→ Source material
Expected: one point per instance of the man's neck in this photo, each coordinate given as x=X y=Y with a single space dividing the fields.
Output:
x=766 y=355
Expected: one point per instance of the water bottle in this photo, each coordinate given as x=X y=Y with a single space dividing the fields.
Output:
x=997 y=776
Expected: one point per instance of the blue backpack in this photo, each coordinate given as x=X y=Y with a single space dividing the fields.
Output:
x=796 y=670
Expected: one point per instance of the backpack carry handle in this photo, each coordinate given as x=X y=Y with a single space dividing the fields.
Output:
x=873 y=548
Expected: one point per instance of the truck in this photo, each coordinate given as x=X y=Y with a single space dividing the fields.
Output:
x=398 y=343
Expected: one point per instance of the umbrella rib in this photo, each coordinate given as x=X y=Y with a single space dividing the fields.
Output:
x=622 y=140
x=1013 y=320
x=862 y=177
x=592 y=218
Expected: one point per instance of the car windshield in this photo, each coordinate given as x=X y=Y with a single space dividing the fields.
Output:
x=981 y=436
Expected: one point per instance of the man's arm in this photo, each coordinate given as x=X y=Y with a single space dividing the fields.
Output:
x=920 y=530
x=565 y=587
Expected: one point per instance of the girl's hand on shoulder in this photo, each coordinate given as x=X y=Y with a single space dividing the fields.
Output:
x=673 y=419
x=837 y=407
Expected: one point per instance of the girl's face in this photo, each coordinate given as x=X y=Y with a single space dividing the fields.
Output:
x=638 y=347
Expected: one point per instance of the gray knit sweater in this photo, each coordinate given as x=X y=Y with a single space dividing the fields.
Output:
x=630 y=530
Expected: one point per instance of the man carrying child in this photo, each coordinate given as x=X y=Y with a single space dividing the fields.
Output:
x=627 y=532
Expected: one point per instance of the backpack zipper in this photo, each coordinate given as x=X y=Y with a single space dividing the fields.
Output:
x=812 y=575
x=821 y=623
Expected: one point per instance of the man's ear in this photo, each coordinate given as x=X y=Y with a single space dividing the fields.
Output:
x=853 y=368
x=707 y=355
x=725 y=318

→ Your assignment
Only the lines holding the word "backpack" belong in the answer; copy them from the listing above.

→ Answer for the task
Expected: one point per instance of the blue backpack in this photo, each coordinate given as x=X y=Y with a single space dividing the fields.
Expected: one point per instance of the backpack carry handle in this photo, each coordinate given as x=X y=Y with a single space dividing the fields.
Expected: one point per instance of the backpack zipper in this photo, each coordinate given as x=X y=Y with a single space dividing the fields.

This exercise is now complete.